READING TEXT:
Linux sound has randomly become much better for the last year, including usb headphones. Don't know if its randomly, or if pulseaudio has finally started get some order to thing.
There is however a different way to look at the issue of sound support. Problems in linux tend to only stay unsolved when too few people care about fixing it. The few attempts made like alsa and pulseadio has been constantly criticized to have bad designs. One could then truly wonder why we don't see proof of concept design that is superior.
Perhaps the random factor is which devices you have tried. I haven't had a problem with this for literally years, though I don't dispute that some people have problems, this is because of the state of the drivers for the specific device.
When Microsoft owns the vast majority of the desktop market forever, and vendors do not make it a priority to support Linux, it shouldn't be a surprise that new hardware is being sold which is not well supported on Linux.
But Microsoft won't own the entire desktop market forever. If anything Linux is going to dominate that on the low-mid-range when Android and Chrome OS are merged and Ubuntu on the high end for workstations and gamers.
The main reason is that debugging is terrible on Linux. gdb is just bad to use
I am a cross platform developer. I have spent years developing on Windows, Linux, and OSX. (Also on other OSs, but what ever.)
Debugging with gdb is very different from debugging with a GUI IDE like Visual Studio. And if you are coming form Visual Studio to gdb, then debugging with gdb might seem down right impossible.
However, if debugging with gdb is so terrible, that means that each and every UNIX and all the software which runs on them were developed with this almost impossible to use debugger.
And Linus and the entire Linux dev. community, who rolled out Git almost on a whim, are stuck with gdb and can't come up with anything better.
Can that be true? Or is gdb in fact a great debugger, but with a very steep learning curve?
In my not so humble opinion, gdb is much harder to intuitively pick up than Visual Studio. But if do take the time to learn it, it is just as productive.
Actually in my experience, it is slightly more productive, because it forces you to work slower and think more. This go slower and think more strategy has also made my Visual Studio debugging better. Although if I spend too much time in Visual Studio I can slip into a pattern of less thinking and more break point setting.
tl;dr:
It's good that you are a very experienced game developer, but being a single platform developer kind of sucks. Become the kind of developer who doesn't care what platform they get to develop on.
Also, re this: "but being a single platform developer kind of sucks. Become the kind of developer who doesn't care what platform they get to develop on".
I agree with this in principle. But in practice... I invite you to develop large and complicated projects (like non-small games) and see if you retain this opinion. I find that work environment matters, a lot.

EXERCISES TO COMPLETE:
1. In the Linux discussion, on which three platforms does the cross-platform developer say they have spent years developing?
2. From the Linux discussion, extract the stretch from "But Microsoft won't" through "workstations and gamers.".
3. Translate this sentence from the Linux discussion into Spanish: "Debugging with gdb is very different from debugging with a GUI IDE like Visual Studio."

SOURCE EXCERPT:
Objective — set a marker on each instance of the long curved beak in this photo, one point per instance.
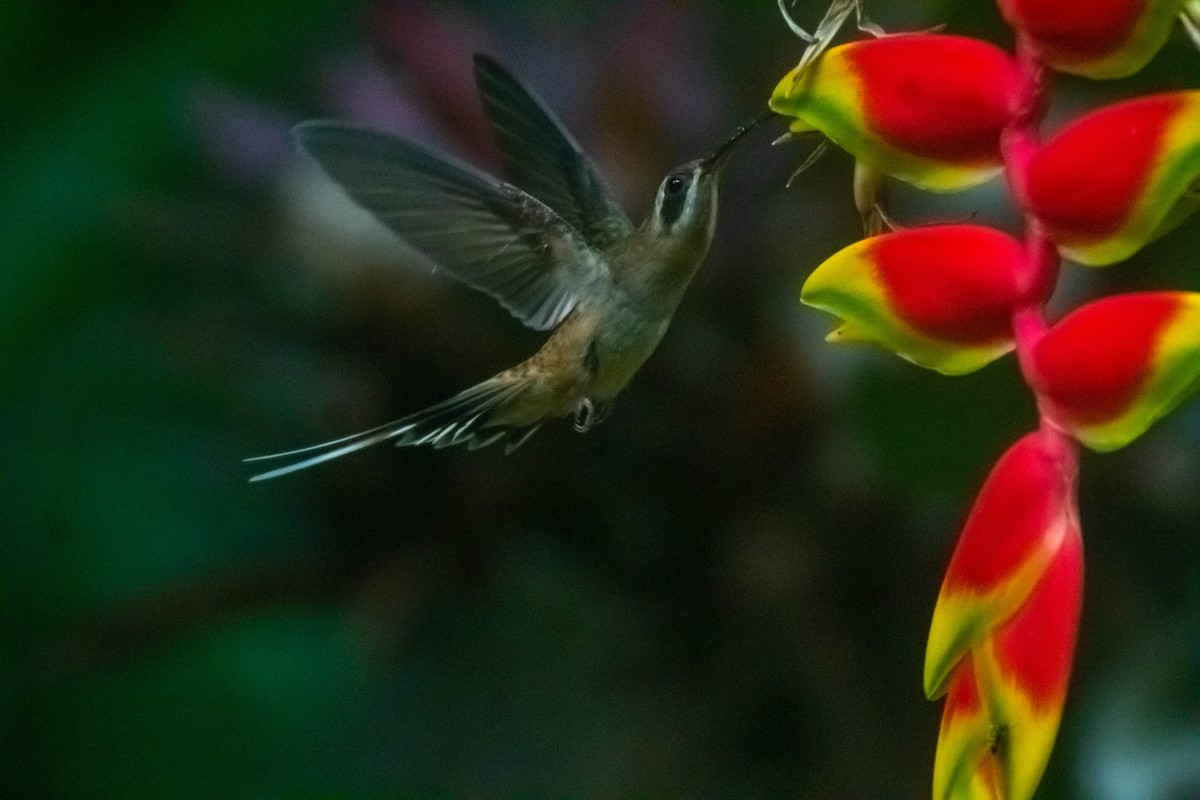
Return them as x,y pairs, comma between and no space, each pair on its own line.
713,162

RESULTS FOR EACH TASK:
1. Windows, Linux, and OSX.

2.
But Microsoft won't own the entire desktop market forever. If anything Linux is going to dominate that on the low-mid-range when Android and Chrome OS are merged and Ubuntu on the high end for workstations and gamers.

3. Depurar con gdb es muy diferente de depurar con un IDE con interfaz gráfica como Visual Studio.